---------- Textabschnitt
Xherdan Shaqiri tippt den Code ein, hält die Türe auf. Er steht vor seiner Wohnung in Hale, einem Vorort von Manchester. Gleich um die Ecke wohnt Louis van Gaal, der Trainer von United. Und auch Bastian Schweinsteiger. Alles ist gesichert in dieser noblen Gegend. Denn es wird durchaus mal eingebrochen. Angel di Maria, ­damals bei ManUtd., sitzt in der Stube, als sich Einbrecher an der Terrassentür zu schaffen machen. Die Familie erschrickt, die Alarmanlage geht los und schlägt die Diebe in die Flucht. Der Argentinier, der unsere Nati im WM-Achtelfinal 2014 mit seinem Tor in der 117. Minute abschoss, kommt mit dem Schrecken davon.

SonntagBlick: Xherdan, eine schöne Gegend haben Sie hier erwischt. Wie ­lange haben Sie gesucht?
Xherdan Shaqiri: Ich war schon zu Beginn hier im Hotel. Mit meinen Mitspielern Marco van Ginkel und Ibrahim Afellay. Dieser Ort ist bekannt, ­viele Fussballer leben hier. Aber am Anfang war es nicht einfach, eine Wohnung zu finden. Vieles ist anders hier als in der Schweiz. Ausserdem funktionieren die meisten Kochherde hier mit Gas – und das ist mir zu gefährlich. Nach ein paar Besich­tigungen habe ich mich dann für eine Drei-Zimmer-Wohnung entschieden. Ich brauche alleine ja nicht allzu viel Platz.
--------------------
◆ **Aufgabe**: Gib den Teil des Textabschnitts, der mit den Worten "Xherdan Shaqiri tippt" beginnt und mit "haben Sie gesucht?" endet, noch einmal wieder. Tausche dabei "Terrassentür" gegen "Haustür" aus.
---------- Zeilen
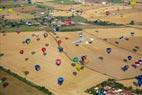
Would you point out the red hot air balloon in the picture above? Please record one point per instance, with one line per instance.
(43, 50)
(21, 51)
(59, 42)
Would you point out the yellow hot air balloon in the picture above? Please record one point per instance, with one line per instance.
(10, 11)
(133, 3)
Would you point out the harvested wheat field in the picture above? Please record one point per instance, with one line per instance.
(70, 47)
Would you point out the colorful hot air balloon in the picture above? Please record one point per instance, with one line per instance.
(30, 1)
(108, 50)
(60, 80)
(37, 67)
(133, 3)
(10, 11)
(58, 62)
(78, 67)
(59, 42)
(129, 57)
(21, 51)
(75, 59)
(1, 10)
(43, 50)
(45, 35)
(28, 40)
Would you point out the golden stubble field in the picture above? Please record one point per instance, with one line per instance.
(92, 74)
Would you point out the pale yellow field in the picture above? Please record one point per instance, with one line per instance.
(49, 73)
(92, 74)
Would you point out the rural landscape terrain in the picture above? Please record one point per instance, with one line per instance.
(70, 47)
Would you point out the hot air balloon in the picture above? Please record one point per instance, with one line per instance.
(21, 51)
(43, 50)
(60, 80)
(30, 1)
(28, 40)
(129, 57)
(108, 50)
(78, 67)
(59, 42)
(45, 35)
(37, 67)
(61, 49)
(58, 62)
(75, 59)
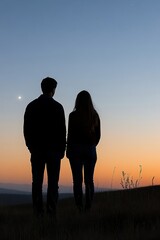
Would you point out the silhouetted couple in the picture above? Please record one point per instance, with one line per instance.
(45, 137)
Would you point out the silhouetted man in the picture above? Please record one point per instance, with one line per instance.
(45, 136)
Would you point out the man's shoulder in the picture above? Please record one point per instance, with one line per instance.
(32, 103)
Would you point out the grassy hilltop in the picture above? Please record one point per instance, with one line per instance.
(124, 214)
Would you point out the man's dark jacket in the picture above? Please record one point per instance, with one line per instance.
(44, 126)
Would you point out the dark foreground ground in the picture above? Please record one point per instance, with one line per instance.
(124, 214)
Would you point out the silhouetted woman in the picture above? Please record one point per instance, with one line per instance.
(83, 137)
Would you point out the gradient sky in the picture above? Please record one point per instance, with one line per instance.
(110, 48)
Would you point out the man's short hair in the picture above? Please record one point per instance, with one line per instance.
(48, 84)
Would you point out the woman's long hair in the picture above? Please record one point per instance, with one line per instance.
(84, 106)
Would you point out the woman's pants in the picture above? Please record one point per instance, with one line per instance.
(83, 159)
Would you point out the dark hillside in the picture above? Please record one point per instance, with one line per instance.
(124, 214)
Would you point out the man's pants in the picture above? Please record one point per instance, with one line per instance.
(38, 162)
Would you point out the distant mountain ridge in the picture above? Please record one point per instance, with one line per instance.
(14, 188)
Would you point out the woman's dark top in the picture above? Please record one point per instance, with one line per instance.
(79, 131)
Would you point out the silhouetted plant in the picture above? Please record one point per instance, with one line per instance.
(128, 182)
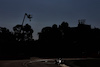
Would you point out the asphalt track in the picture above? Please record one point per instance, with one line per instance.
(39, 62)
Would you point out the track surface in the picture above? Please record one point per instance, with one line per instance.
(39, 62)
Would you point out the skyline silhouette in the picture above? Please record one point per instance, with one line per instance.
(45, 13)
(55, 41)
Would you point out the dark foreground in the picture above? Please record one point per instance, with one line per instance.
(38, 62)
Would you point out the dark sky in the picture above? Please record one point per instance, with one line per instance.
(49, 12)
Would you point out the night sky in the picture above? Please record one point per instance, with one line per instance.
--------------------
◆ **Erledigte Aufgabe**:
Xherdan Shaqiri tippt den Code ein, hält die Türe auf. Er steht vor seiner Wohnung in Hale, einem Vorort von Manchester. Gleich um die Ecke wohnt Louis van Gaal, der Trainer von United. Und auch Bastian Schweinsteiger. Alles ist gesichert in dieser noblen Gegend. Denn es wird durchaus mal eingebrochen. Angel di Maria, ­damals bei ManUtd., sitzt in der Stube, als sich Einbrecher an der Haustür zu schaffen machen. Die Familie erschrickt, die Alarmanlage geht los und schlägt die Diebe in die Flucht. Der Argentinier, der unsere Nati im WM-Achtelfinal 2014 mit seinem Tor in der 117. Minute abschoss, kommt mit dem Schrecken davon.

SonntagBlick: Xherdan, eine schöne Gegend haben Sie hier erwischt. Wie ­lange haben Sie gesucht?